▶ _Prompt_: Look for "tree" in each line of the records, and copy the lines that have it.

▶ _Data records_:

=== Begin Enclosure ===

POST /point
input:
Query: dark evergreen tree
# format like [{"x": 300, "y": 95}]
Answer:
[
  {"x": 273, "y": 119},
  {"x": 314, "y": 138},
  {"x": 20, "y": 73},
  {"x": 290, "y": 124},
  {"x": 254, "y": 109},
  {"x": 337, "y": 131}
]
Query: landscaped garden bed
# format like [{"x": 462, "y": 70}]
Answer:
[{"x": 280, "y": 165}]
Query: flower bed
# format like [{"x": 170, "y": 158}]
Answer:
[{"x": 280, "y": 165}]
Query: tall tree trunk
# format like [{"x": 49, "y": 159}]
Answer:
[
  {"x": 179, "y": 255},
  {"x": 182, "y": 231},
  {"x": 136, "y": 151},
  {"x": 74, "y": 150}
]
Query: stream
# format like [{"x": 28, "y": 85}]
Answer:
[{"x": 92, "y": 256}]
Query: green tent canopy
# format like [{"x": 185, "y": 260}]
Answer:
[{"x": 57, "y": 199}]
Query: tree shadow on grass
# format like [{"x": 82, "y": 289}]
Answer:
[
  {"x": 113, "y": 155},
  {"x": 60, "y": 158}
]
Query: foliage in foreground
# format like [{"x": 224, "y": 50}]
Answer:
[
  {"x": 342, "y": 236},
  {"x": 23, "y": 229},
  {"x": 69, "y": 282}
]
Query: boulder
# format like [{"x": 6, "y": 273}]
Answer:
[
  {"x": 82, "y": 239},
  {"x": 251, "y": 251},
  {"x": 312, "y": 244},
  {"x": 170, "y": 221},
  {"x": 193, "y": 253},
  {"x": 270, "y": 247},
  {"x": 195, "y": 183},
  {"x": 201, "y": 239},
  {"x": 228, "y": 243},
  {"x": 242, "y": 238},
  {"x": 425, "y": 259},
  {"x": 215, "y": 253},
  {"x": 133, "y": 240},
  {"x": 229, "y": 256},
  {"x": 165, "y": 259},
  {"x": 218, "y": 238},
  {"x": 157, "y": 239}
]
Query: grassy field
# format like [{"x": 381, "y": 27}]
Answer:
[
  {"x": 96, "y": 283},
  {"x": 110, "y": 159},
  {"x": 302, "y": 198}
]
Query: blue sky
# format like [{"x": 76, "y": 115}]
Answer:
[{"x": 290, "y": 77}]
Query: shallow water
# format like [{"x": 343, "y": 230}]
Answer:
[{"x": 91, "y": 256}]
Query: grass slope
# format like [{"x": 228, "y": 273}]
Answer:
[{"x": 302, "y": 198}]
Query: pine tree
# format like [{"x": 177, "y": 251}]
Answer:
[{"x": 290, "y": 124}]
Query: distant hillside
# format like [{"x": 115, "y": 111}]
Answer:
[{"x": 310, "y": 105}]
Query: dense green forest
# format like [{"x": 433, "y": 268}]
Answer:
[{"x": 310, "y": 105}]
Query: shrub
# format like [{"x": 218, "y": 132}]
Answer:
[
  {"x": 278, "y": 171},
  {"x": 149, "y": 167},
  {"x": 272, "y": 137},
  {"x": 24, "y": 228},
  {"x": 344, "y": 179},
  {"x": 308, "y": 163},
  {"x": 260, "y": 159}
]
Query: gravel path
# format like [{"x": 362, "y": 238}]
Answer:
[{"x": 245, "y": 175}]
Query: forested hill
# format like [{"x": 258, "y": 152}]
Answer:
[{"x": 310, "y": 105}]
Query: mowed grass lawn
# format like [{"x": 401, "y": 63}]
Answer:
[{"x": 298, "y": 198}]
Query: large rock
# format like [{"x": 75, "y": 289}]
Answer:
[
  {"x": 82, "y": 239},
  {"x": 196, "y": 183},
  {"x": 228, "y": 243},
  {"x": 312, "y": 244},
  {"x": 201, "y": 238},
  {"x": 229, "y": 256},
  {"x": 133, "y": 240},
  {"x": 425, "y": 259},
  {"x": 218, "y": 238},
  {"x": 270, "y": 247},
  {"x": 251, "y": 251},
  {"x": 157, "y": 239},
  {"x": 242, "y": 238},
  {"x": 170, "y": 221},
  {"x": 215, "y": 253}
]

=== End Enclosure ===

▶ _Reply to the exercise_:
Query: dark evergreen tree
Query: tall tree trunk
Query: tree shadow on grass
Query: pine tree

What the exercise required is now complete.